| Requirements |
Rename "fish" to "carp" in everything from the line containing "the white cloud" down to the end of the records, and write those lines out again with nothing else changed.

(Image object location records)
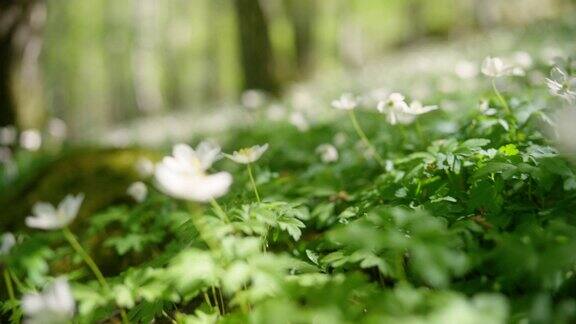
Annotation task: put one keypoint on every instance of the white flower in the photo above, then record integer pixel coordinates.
(138, 191)
(328, 153)
(184, 176)
(298, 120)
(416, 108)
(466, 70)
(31, 139)
(144, 167)
(523, 59)
(248, 155)
(561, 84)
(54, 305)
(57, 128)
(346, 102)
(396, 109)
(7, 135)
(8, 241)
(253, 99)
(494, 67)
(48, 217)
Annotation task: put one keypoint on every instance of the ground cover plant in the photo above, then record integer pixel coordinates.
(389, 210)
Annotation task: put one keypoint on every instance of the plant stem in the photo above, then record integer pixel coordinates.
(216, 300)
(87, 259)
(91, 264)
(207, 299)
(222, 301)
(249, 167)
(507, 109)
(419, 132)
(502, 100)
(219, 209)
(400, 266)
(9, 286)
(364, 138)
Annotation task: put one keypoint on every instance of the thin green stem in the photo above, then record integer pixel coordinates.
(507, 109)
(419, 132)
(400, 267)
(17, 281)
(222, 301)
(502, 100)
(213, 246)
(219, 209)
(220, 311)
(207, 299)
(9, 286)
(91, 264)
(364, 138)
(249, 167)
(87, 259)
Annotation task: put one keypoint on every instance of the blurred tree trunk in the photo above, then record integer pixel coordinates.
(485, 14)
(301, 14)
(19, 25)
(212, 67)
(416, 16)
(10, 18)
(7, 102)
(256, 50)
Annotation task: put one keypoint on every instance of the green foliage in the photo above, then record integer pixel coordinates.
(475, 226)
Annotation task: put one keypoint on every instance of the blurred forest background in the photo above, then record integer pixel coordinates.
(99, 63)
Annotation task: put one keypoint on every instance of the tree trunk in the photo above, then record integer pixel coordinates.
(9, 16)
(301, 14)
(255, 47)
(19, 24)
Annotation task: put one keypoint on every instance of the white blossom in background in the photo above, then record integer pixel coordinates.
(523, 59)
(466, 69)
(8, 241)
(47, 217)
(328, 153)
(276, 112)
(298, 120)
(494, 67)
(248, 155)
(346, 102)
(57, 128)
(138, 191)
(54, 305)
(416, 108)
(565, 132)
(144, 167)
(8, 135)
(183, 175)
(31, 139)
(5, 155)
(561, 84)
(340, 138)
(253, 99)
(395, 109)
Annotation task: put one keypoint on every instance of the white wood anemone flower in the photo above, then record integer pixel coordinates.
(55, 304)
(494, 67)
(416, 108)
(562, 85)
(7, 242)
(138, 191)
(183, 175)
(248, 155)
(47, 217)
(346, 102)
(396, 109)
(328, 153)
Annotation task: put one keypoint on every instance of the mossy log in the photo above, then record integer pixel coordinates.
(103, 175)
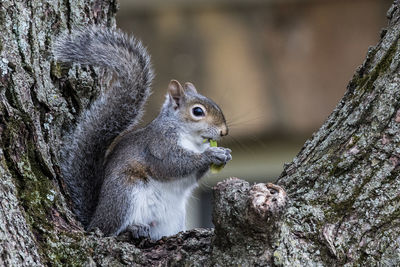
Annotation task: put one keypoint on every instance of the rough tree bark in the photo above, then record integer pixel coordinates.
(343, 187)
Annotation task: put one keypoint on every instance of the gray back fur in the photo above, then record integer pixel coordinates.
(114, 111)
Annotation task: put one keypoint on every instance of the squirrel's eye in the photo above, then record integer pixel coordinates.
(198, 112)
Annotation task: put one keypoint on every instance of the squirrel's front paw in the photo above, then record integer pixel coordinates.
(219, 155)
(139, 230)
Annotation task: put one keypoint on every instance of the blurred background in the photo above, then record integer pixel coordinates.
(276, 67)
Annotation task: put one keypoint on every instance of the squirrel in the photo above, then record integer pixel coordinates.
(121, 178)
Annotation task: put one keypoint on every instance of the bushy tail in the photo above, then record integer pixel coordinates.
(121, 106)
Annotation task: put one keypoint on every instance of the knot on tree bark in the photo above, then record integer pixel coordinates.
(242, 212)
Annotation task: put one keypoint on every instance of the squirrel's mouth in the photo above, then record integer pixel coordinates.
(208, 139)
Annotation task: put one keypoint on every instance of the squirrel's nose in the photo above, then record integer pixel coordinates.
(224, 131)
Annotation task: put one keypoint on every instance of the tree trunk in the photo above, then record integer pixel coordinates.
(343, 204)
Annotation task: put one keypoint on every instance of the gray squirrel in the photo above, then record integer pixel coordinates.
(121, 178)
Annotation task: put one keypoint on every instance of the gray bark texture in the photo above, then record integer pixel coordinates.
(340, 204)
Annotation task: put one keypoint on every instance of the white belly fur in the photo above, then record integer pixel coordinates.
(162, 205)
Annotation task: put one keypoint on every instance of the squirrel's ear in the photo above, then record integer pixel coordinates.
(189, 87)
(175, 92)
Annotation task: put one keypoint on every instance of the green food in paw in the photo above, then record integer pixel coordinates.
(215, 168)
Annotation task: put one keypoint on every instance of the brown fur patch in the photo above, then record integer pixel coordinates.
(214, 114)
(136, 171)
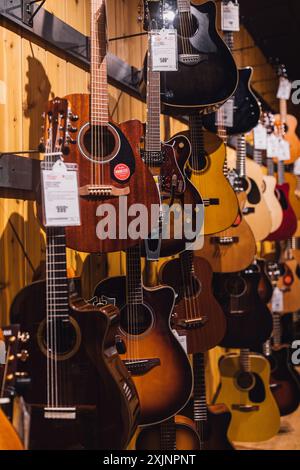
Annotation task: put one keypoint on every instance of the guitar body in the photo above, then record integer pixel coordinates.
(123, 170)
(208, 70)
(294, 195)
(291, 125)
(90, 368)
(200, 304)
(273, 202)
(207, 175)
(149, 438)
(9, 439)
(249, 321)
(164, 378)
(289, 283)
(289, 222)
(259, 214)
(255, 415)
(231, 250)
(176, 153)
(284, 383)
(246, 108)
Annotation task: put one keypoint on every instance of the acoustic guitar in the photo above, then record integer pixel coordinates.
(167, 163)
(245, 389)
(111, 169)
(205, 169)
(205, 65)
(159, 366)
(289, 224)
(257, 212)
(81, 394)
(284, 382)
(249, 321)
(197, 315)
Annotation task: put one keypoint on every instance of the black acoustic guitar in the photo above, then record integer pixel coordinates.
(81, 394)
(249, 321)
(207, 74)
(246, 107)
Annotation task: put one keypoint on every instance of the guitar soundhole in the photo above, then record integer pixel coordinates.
(236, 287)
(245, 381)
(98, 143)
(59, 338)
(186, 25)
(136, 319)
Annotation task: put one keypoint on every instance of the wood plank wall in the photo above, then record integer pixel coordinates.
(30, 74)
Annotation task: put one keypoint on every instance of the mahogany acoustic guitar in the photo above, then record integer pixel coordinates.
(111, 170)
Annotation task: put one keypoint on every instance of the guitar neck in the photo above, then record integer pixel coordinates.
(99, 87)
(153, 136)
(134, 285)
(241, 156)
(200, 403)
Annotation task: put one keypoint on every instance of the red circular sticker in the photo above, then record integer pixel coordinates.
(121, 172)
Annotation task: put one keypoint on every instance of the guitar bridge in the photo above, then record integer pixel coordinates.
(245, 408)
(192, 324)
(100, 191)
(141, 367)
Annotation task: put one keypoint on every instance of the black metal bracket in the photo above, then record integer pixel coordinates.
(28, 10)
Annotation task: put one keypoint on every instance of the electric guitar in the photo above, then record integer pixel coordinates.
(159, 366)
(197, 315)
(245, 389)
(111, 169)
(284, 382)
(249, 321)
(81, 394)
(205, 169)
(207, 74)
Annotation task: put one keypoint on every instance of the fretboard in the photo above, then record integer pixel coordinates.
(56, 274)
(241, 156)
(153, 137)
(99, 88)
(200, 404)
(134, 276)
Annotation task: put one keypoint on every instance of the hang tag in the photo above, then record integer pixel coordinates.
(260, 137)
(164, 50)
(225, 114)
(60, 194)
(272, 146)
(230, 14)
(284, 153)
(181, 339)
(2, 353)
(277, 300)
(285, 89)
(297, 167)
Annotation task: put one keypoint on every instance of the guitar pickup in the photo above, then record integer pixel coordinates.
(245, 408)
(99, 191)
(224, 240)
(192, 324)
(211, 202)
(141, 367)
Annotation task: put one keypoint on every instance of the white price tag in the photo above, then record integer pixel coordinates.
(285, 89)
(164, 50)
(2, 352)
(260, 137)
(225, 114)
(60, 195)
(277, 300)
(272, 146)
(230, 13)
(297, 167)
(181, 339)
(284, 150)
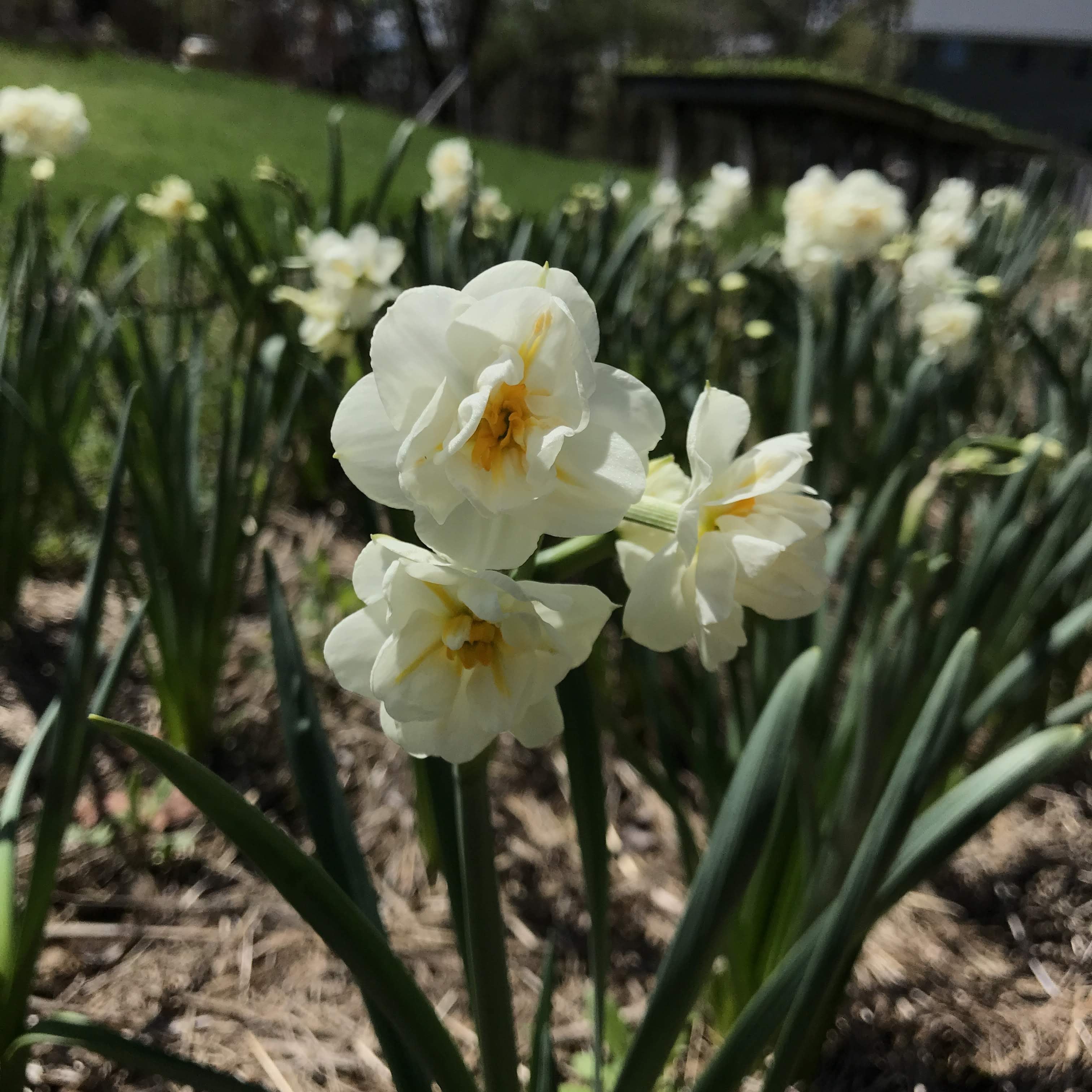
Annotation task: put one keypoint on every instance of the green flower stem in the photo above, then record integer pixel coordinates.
(573, 556)
(662, 515)
(488, 963)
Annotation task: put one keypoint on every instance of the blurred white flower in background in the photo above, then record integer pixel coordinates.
(42, 123)
(948, 329)
(927, 277)
(722, 198)
(829, 221)
(954, 195)
(622, 190)
(450, 166)
(751, 534)
(486, 414)
(666, 194)
(457, 658)
(353, 280)
(43, 170)
(172, 199)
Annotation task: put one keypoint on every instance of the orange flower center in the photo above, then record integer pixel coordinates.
(507, 416)
(714, 512)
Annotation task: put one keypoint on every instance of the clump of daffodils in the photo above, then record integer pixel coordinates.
(42, 123)
(722, 198)
(488, 415)
(456, 656)
(450, 168)
(829, 222)
(172, 200)
(749, 536)
(352, 278)
(490, 211)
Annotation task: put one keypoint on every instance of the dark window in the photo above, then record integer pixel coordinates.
(1022, 57)
(954, 54)
(927, 53)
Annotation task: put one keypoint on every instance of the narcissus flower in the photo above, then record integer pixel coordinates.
(851, 219)
(749, 536)
(352, 274)
(42, 122)
(172, 199)
(722, 198)
(486, 414)
(927, 277)
(450, 166)
(948, 329)
(457, 658)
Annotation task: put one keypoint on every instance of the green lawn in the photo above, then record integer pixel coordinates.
(149, 121)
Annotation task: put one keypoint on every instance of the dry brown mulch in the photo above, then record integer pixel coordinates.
(983, 980)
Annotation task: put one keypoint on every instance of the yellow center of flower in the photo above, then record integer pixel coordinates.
(712, 512)
(479, 640)
(506, 419)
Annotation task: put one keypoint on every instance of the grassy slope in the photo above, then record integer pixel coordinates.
(149, 121)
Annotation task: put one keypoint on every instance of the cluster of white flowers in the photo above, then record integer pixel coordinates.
(749, 536)
(450, 168)
(722, 198)
(946, 224)
(828, 221)
(933, 286)
(489, 416)
(172, 199)
(42, 123)
(352, 278)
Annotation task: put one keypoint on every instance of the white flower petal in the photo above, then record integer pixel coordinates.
(656, 613)
(367, 445)
(718, 426)
(483, 542)
(626, 406)
(560, 283)
(410, 355)
(413, 675)
(599, 476)
(353, 646)
(542, 723)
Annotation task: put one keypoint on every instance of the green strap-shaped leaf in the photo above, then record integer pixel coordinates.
(68, 1029)
(319, 901)
(735, 845)
(585, 758)
(543, 1068)
(1013, 681)
(328, 816)
(926, 747)
(935, 836)
(66, 758)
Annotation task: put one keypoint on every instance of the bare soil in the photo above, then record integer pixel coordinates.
(982, 980)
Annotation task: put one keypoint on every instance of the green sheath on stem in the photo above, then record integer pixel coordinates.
(488, 965)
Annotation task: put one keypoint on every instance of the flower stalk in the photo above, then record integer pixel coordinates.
(488, 963)
(653, 512)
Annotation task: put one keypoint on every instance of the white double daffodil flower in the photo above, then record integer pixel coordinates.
(488, 415)
(749, 536)
(455, 656)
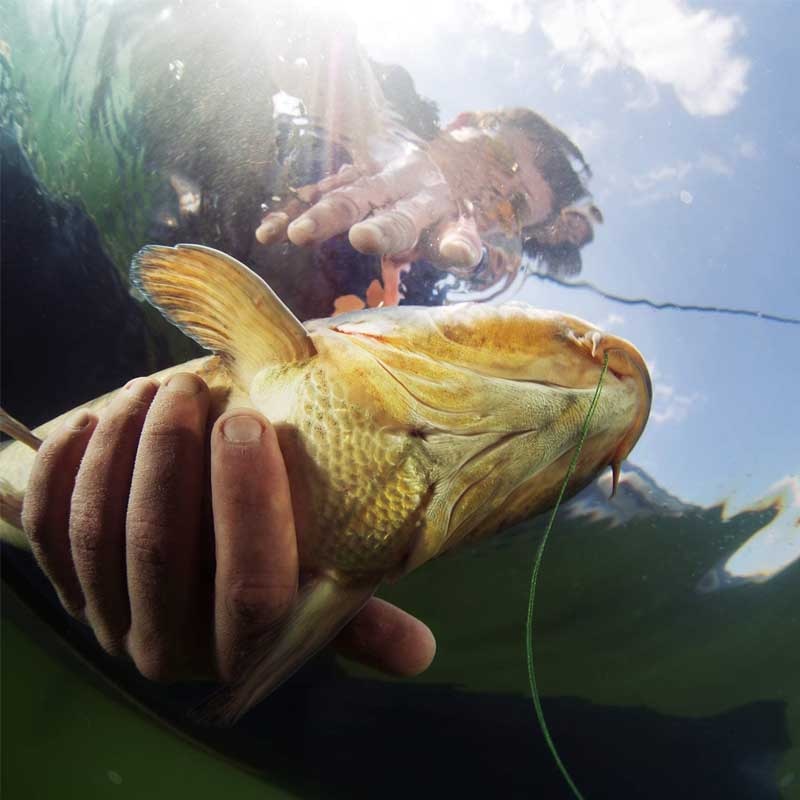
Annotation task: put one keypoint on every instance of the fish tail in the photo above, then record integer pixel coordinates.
(16, 430)
(11, 497)
(323, 607)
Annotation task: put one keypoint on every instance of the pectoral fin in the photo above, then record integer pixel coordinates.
(222, 305)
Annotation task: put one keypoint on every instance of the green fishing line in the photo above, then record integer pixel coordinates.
(535, 576)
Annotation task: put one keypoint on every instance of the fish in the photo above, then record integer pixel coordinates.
(406, 431)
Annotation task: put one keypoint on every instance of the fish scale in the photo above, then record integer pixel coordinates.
(371, 480)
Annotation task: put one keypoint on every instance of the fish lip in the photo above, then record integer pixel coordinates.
(626, 362)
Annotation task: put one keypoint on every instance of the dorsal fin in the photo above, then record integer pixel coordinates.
(222, 305)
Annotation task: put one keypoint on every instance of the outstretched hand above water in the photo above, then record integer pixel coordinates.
(479, 186)
(115, 514)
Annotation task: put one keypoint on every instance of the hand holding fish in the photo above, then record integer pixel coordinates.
(115, 515)
(404, 433)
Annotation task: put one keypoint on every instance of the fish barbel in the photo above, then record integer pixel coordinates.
(405, 431)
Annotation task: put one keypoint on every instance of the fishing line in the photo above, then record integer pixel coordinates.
(666, 305)
(535, 576)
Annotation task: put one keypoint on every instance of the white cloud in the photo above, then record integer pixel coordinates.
(747, 148)
(669, 405)
(667, 180)
(665, 41)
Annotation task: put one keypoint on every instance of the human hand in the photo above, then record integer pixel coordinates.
(115, 513)
(470, 188)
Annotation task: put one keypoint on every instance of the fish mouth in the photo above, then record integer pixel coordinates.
(627, 365)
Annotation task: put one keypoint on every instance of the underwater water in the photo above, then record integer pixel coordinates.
(666, 620)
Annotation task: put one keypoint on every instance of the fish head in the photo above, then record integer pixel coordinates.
(497, 398)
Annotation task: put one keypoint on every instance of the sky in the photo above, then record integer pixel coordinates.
(684, 113)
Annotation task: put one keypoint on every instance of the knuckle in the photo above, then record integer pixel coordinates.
(253, 602)
(146, 542)
(155, 664)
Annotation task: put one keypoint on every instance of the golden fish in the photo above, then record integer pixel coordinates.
(405, 431)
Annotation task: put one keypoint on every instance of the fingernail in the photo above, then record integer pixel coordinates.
(79, 420)
(460, 252)
(241, 429)
(305, 226)
(140, 388)
(183, 383)
(266, 231)
(370, 238)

| Full answer |
Annotation task: put one keypoint on every instance of the white cloud in the photo above, then record integer pixel coordinates.
(747, 148)
(669, 405)
(667, 180)
(665, 41)
Annotation task: put one keypoint on every instance of the human hand in the photo above, then record integer pixel coordinates.
(115, 513)
(470, 188)
Annotation task: put one keypoint on every instance of the carp mouth in the photo above, then record integer pixel coordinates.
(627, 365)
Annotation task: put one keypoint on every instance of the underwater water in the photo above, then record integer pixel coordinates.
(666, 620)
Annotation task: put one keypoint on every instance of the carp head in the photo above, then record integer pixel coordinates.
(497, 398)
Annotation task: put one keypoint on every instance of the sky in the photo above, then record integer pixel coordinates.
(684, 113)
Annotation task: put one keypoint on every instance of the knuckle in the photo above, then record integer pixel coordinates.
(253, 602)
(146, 542)
(155, 664)
Annotation task: put one keypoint on every instance of the golden carp in the photo above, then record integer pixel coordinates.
(405, 431)
Annotation task: put one keypoint on every instance of the fingernail in the photo above, then record integer pixel coordinates.
(79, 420)
(460, 252)
(241, 429)
(305, 226)
(140, 388)
(183, 383)
(266, 231)
(370, 238)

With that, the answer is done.